→ BRIEF
Write out exactly the lines from the one containing "Exercise. Spot the skeleton" through the last line of the records below, both included, and leave out any pictures.

→ MATERIAL PROVIDED

_ _ _

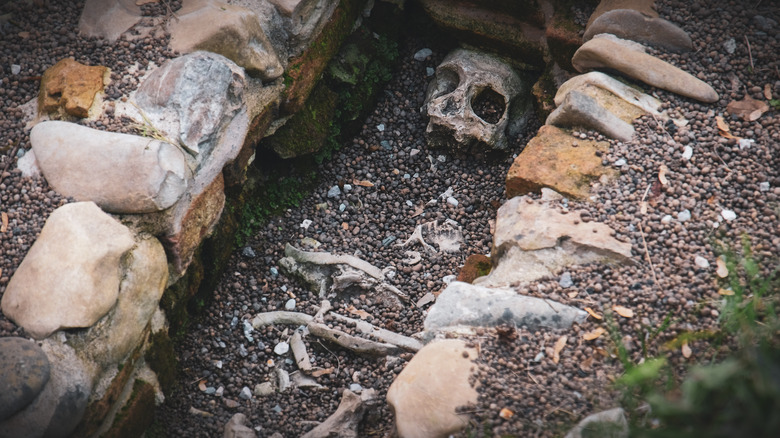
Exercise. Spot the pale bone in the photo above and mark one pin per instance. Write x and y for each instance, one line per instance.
(344, 422)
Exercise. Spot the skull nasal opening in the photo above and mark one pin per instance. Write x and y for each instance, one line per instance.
(489, 105)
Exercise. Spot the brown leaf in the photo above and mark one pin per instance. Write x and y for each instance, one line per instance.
(722, 270)
(593, 334)
(747, 109)
(559, 344)
(592, 313)
(625, 312)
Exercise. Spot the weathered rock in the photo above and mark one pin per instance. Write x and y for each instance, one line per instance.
(57, 410)
(192, 100)
(466, 305)
(644, 7)
(627, 57)
(121, 173)
(633, 25)
(557, 160)
(70, 277)
(608, 424)
(534, 240)
(108, 18)
(24, 371)
(462, 79)
(580, 110)
(433, 385)
(588, 82)
(69, 88)
(229, 30)
(236, 428)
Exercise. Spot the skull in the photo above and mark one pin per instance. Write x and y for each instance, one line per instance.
(467, 81)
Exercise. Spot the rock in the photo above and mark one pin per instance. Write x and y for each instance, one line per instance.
(121, 173)
(463, 304)
(588, 82)
(580, 110)
(426, 394)
(69, 88)
(24, 371)
(192, 100)
(463, 79)
(606, 424)
(108, 18)
(534, 240)
(230, 30)
(608, 51)
(552, 160)
(70, 278)
(633, 25)
(57, 410)
(236, 428)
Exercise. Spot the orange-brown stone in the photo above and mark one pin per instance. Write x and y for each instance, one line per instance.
(557, 160)
(71, 86)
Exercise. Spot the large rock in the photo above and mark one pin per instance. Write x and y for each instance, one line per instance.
(229, 30)
(534, 240)
(70, 277)
(557, 160)
(24, 371)
(633, 25)
(70, 87)
(192, 100)
(426, 394)
(581, 110)
(463, 304)
(121, 173)
(629, 58)
(57, 410)
(108, 18)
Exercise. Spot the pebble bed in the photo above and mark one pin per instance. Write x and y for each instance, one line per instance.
(516, 370)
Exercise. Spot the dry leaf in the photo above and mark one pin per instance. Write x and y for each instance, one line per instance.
(625, 312)
(592, 313)
(722, 270)
(559, 344)
(594, 334)
(686, 350)
(662, 174)
(355, 311)
(747, 109)
(362, 183)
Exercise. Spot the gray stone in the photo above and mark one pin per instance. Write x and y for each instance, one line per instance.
(464, 304)
(633, 25)
(121, 173)
(70, 278)
(24, 371)
(229, 30)
(609, 52)
(581, 110)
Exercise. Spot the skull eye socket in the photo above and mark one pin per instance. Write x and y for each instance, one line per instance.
(489, 105)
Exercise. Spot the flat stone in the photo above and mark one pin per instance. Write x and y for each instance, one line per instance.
(633, 25)
(70, 277)
(121, 173)
(425, 395)
(24, 371)
(70, 88)
(581, 110)
(556, 160)
(463, 304)
(534, 240)
(232, 31)
(608, 51)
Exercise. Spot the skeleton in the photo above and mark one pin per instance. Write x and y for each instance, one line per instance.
(462, 79)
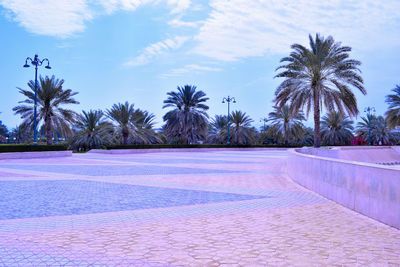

_ _ _

→ RESPONSE TO THE EXERCISE
Exercise. Spot the skeleton in the photo above and mark one pin per instance. Write x and y for each instance, one line per instance.
(462, 79)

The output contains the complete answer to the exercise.